* Begin Entries supplied *

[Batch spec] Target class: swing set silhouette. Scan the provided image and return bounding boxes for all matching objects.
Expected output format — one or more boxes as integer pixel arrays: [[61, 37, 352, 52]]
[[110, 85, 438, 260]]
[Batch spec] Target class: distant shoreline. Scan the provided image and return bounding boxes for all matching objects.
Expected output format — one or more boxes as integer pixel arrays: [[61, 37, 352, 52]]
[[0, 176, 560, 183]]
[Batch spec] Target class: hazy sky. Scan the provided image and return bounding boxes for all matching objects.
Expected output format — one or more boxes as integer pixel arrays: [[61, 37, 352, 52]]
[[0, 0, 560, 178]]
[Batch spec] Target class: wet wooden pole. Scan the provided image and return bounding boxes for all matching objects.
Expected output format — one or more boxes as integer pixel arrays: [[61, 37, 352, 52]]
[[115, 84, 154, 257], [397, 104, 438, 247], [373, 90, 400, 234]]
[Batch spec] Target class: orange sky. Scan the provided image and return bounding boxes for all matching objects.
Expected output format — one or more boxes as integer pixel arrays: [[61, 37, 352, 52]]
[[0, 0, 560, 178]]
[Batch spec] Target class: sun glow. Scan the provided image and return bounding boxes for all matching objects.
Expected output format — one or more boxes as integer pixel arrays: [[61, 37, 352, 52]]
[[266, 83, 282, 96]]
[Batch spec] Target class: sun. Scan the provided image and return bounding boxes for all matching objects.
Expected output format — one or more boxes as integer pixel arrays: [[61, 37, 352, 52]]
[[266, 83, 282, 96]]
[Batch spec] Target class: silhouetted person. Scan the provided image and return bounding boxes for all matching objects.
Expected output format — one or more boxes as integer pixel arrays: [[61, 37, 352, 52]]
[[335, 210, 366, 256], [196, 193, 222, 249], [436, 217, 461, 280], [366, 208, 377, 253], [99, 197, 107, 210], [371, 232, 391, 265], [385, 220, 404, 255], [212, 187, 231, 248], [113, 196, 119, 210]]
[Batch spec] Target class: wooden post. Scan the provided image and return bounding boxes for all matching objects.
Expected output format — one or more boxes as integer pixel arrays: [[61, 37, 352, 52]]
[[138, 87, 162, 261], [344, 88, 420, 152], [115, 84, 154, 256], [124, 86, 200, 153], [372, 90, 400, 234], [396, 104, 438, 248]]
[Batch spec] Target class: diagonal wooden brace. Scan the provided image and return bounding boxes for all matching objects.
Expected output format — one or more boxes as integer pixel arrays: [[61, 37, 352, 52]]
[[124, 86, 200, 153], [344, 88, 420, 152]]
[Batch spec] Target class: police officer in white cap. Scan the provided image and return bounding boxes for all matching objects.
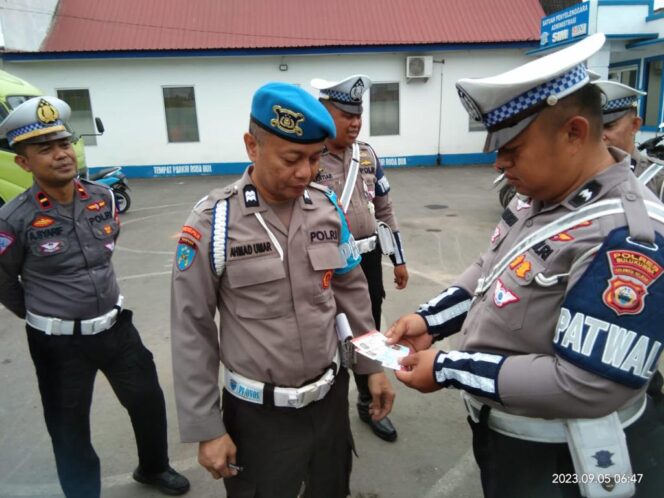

* End Entries supplied *

Work instructions. Pick out every line above that contains the string "matching", copying each one in full.

Finished exercise.
[Batch spec] Target class: swing set silhouette. Scan the provided image and return bounding boxes for all matching objects.
[Batch spec] Target class: distant shoreline. Scan the provided image and return bounding boxes for all matching objects.
[Batch spec] Target class: hazy sky. Scan the provided image and return bounding boxes for all matching objects.
[Batch spec] Target class: wet wooden pole. Scan the provided image and return bounding boxes for all matching objects.
[Batch spec] Target class: orange sky. Scan the provided image and return bounding boxes for all matching objects.
[Batch spec] Target class: sun glow. Scan the provided image and return bounding boxes for all matching objects.
[Batch spec] Target class: sun. Scan the provided image and return bounding boxes for all matching objects.
[Batch spec] Target class: silhouetted person. Scan the provided image and return bounding boxes for all matching objects.
[Batch spec] Target class: wooden post. Scan the provided image and return bounding boxes for all matching objects.
[Batch spec] Target class: diagonal wooden brace. Scan the provided image and return bounding boxes for all matching objects.
[Batch spec] Target class: police officer in white cap. Scan the provided image and return bounding boxes for all matching objects.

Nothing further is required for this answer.